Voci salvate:

-- -- --

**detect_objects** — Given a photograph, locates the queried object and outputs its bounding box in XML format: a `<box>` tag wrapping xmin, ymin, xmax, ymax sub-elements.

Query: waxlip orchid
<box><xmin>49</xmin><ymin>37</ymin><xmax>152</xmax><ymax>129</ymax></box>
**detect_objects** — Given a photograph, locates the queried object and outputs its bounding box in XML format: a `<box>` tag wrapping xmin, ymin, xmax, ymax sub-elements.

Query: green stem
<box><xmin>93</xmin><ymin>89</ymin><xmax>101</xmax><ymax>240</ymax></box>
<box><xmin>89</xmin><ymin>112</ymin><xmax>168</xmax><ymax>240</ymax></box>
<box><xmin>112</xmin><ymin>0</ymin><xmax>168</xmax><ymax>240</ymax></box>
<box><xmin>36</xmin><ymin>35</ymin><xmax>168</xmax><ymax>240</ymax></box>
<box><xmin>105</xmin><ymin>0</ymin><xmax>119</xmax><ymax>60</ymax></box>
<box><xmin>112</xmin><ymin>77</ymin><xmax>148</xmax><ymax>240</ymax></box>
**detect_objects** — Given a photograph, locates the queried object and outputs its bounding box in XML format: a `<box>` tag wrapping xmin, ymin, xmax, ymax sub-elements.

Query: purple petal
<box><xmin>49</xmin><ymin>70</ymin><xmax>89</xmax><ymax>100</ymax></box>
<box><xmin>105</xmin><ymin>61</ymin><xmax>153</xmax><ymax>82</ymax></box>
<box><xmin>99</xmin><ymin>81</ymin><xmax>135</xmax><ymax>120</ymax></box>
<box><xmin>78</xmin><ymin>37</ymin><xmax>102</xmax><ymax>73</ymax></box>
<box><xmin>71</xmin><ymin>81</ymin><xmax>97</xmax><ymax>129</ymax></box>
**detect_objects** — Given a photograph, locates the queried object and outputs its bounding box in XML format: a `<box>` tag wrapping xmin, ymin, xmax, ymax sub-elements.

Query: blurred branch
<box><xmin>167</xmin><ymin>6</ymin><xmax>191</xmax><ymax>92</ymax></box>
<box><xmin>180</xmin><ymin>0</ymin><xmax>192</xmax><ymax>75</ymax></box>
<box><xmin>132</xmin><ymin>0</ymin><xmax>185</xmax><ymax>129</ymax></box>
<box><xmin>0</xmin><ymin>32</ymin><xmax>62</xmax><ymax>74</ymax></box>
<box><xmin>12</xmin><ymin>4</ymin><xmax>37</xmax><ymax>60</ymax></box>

-- -- --

▶ _Descrizione del compito_
Rendi tutte le righe qui sopra come un CSV a due colonne intitolate testo e risposta, con una riga CSV per ciascuna di esse. Il testo e la relativa risposta vanno ognuno in un solo campo tra virgolette, con gli a capo sostituiti da spazi.

▶ _Risposta al compito_
testo,risposta
"**detect_objects** — Given a photograph, locates the queried object and outputs its bounding box in XML format: a `<box>` tag wrapping xmin, ymin, xmax, ymax sub-elements. Query: waxlip orchid","<box><xmin>49</xmin><ymin>37</ymin><xmax>152</xmax><ymax>129</ymax></box>"
"**detect_objects** — Given a photograph, locates the queried object and outputs its bounding box in XML format: a `<box>` tag wrapping xmin, ymin, xmax, ymax sub-elements. Query: green stem","<box><xmin>93</xmin><ymin>89</ymin><xmax>101</xmax><ymax>240</ymax></box> <box><xmin>89</xmin><ymin>112</ymin><xmax>168</xmax><ymax>240</ymax></box> <box><xmin>112</xmin><ymin>0</ymin><xmax>168</xmax><ymax>240</ymax></box> <box><xmin>36</xmin><ymin>35</ymin><xmax>168</xmax><ymax>240</ymax></box> <box><xmin>105</xmin><ymin>0</ymin><xmax>119</xmax><ymax>60</ymax></box> <box><xmin>112</xmin><ymin>77</ymin><xmax>148</xmax><ymax>240</ymax></box>"
"**detect_objects** — Given a photograph, locates the queried object and outputs its bounding box in XML format: a `<box>` tag wrapping xmin, ymin, xmax, ymax sub-elements. Query: purple petal","<box><xmin>49</xmin><ymin>70</ymin><xmax>89</xmax><ymax>100</ymax></box> <box><xmin>105</xmin><ymin>61</ymin><xmax>153</xmax><ymax>82</ymax></box> <box><xmin>99</xmin><ymin>81</ymin><xmax>135</xmax><ymax>120</ymax></box> <box><xmin>78</xmin><ymin>37</ymin><xmax>102</xmax><ymax>73</ymax></box> <box><xmin>71</xmin><ymin>81</ymin><xmax>97</xmax><ymax>129</ymax></box>"
"**detect_objects** — Given a photograph, locates the queried object and outputs its bounding box in XML format: a `<box>` tag wrapping xmin, ymin, xmax, ymax sub-elements. Query: blurred branch","<box><xmin>167</xmin><ymin>6</ymin><xmax>191</xmax><ymax>92</ymax></box> <box><xmin>180</xmin><ymin>0</ymin><xmax>192</xmax><ymax>75</ymax></box> <box><xmin>132</xmin><ymin>0</ymin><xmax>185</xmax><ymax>129</ymax></box> <box><xmin>0</xmin><ymin>32</ymin><xmax>62</xmax><ymax>74</ymax></box> <box><xmin>12</xmin><ymin>4</ymin><xmax>37</xmax><ymax>60</ymax></box>"